## PROBLEM TO SOLVE
Return each line of the items below that contains the word "grass".

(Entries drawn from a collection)

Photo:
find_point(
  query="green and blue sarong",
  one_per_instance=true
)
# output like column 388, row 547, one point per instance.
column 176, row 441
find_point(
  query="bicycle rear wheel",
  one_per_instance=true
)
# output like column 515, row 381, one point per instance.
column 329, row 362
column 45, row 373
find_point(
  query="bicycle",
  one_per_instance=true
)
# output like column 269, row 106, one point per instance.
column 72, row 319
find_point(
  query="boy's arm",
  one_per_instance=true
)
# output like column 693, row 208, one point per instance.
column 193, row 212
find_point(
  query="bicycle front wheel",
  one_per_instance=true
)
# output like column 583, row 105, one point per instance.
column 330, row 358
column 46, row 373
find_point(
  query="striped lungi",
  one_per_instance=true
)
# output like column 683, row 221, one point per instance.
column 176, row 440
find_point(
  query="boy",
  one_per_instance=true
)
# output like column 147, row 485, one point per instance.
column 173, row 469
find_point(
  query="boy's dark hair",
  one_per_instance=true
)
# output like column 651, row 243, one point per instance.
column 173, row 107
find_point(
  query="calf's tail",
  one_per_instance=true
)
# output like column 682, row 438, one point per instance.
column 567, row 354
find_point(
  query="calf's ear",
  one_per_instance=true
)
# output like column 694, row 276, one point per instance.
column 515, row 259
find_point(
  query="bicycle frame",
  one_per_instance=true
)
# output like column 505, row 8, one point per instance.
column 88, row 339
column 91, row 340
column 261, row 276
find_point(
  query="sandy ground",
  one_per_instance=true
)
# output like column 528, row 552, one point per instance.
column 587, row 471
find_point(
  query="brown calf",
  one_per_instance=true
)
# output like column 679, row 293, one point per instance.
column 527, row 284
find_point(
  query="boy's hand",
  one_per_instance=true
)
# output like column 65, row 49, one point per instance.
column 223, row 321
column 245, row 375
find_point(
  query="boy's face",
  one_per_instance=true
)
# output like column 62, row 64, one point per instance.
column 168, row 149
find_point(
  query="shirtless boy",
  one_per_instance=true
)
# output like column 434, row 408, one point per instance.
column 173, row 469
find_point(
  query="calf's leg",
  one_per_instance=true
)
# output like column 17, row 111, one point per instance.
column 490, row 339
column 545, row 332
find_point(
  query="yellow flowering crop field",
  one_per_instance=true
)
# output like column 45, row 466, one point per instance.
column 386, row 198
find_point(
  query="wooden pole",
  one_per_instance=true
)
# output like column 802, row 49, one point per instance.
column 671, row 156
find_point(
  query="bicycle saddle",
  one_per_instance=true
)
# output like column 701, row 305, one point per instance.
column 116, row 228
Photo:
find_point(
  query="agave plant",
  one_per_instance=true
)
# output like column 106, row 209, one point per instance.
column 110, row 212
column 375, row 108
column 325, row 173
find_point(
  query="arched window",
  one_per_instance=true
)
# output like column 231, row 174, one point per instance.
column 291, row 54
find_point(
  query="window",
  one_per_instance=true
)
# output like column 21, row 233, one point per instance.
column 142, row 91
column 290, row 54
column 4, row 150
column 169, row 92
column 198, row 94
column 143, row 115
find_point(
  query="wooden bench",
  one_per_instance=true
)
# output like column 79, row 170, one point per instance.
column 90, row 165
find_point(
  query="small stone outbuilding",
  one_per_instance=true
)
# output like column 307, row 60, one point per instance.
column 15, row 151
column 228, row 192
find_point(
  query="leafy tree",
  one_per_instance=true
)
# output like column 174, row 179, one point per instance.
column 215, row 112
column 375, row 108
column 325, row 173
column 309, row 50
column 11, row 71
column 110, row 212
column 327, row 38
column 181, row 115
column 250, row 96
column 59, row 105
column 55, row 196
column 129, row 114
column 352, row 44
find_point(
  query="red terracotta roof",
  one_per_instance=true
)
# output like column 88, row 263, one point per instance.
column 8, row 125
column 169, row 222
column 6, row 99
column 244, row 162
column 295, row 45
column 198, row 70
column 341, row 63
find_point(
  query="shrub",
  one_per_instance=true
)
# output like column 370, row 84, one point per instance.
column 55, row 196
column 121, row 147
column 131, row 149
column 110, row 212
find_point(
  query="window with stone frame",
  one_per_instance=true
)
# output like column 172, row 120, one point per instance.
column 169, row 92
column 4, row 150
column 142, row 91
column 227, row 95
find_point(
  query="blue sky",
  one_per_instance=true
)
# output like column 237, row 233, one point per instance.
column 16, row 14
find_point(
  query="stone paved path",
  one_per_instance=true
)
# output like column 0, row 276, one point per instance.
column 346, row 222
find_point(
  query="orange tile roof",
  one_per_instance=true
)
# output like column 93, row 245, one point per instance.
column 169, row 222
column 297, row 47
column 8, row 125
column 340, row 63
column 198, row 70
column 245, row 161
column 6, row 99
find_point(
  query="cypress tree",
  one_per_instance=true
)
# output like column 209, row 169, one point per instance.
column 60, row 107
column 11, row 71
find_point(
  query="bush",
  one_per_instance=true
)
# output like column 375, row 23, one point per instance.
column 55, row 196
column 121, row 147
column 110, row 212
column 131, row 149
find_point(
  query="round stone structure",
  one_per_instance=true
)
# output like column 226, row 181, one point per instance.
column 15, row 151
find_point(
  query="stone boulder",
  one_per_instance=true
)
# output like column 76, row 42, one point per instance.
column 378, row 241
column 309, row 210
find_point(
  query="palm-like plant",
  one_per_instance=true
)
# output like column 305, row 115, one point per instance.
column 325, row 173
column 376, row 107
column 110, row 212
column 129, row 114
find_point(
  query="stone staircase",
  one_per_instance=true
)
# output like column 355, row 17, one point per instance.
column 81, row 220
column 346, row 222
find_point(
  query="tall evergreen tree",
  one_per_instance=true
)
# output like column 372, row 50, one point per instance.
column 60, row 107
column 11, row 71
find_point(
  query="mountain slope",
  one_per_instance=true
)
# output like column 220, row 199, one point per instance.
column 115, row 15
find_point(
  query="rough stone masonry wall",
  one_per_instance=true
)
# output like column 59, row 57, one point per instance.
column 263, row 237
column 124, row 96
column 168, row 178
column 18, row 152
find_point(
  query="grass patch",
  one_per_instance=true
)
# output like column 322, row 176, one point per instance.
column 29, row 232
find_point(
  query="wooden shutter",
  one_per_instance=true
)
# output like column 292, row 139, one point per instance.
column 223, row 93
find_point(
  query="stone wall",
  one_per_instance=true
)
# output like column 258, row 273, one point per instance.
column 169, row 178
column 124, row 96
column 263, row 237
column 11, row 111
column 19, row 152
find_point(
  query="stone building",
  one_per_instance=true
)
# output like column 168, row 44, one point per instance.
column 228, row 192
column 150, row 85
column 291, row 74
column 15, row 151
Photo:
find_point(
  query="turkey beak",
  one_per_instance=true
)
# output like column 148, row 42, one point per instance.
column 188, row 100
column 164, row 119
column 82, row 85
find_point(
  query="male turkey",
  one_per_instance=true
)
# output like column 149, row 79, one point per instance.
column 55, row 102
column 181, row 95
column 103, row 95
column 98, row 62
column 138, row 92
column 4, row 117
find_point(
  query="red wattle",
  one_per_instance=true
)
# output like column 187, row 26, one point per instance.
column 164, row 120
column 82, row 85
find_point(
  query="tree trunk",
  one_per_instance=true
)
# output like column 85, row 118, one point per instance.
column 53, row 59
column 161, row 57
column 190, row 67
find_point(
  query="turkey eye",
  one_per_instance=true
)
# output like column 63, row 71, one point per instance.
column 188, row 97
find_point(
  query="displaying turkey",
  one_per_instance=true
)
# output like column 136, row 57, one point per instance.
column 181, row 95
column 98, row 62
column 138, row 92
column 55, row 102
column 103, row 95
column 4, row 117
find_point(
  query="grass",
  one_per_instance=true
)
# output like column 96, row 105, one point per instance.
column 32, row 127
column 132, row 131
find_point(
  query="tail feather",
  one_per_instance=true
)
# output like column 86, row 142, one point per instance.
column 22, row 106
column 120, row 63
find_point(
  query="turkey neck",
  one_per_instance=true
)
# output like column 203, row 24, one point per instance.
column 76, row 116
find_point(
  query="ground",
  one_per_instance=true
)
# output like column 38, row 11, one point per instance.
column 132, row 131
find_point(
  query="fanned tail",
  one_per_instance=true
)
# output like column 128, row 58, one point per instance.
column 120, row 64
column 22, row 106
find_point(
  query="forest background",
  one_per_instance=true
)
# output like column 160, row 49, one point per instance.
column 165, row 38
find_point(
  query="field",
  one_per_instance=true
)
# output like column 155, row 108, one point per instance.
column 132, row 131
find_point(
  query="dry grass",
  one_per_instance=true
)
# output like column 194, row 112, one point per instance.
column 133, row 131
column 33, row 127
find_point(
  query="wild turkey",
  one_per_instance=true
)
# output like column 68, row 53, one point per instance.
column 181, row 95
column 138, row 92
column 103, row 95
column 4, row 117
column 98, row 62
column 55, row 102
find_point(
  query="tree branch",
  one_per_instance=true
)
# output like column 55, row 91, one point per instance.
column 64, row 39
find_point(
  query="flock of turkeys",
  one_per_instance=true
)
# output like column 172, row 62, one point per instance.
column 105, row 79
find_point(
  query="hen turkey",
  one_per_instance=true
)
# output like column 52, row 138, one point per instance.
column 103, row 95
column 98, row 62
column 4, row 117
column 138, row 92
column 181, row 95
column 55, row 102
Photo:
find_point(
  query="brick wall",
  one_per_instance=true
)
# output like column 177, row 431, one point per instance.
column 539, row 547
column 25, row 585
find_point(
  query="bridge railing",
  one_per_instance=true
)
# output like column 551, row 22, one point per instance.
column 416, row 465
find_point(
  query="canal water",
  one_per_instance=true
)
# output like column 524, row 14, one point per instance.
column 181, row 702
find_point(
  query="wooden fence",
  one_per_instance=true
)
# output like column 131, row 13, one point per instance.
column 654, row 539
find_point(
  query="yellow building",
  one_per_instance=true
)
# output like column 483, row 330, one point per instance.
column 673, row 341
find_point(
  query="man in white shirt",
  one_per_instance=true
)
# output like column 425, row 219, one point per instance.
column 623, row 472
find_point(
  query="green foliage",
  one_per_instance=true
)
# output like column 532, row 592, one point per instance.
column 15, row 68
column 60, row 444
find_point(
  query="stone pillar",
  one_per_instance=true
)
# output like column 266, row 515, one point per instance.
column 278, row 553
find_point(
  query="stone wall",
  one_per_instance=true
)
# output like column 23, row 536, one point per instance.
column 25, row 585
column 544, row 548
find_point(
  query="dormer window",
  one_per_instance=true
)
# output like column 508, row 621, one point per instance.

## RESPONSE TO THE EXERCISE
  query="grass patch",
  query="grass",
  query="dry grass",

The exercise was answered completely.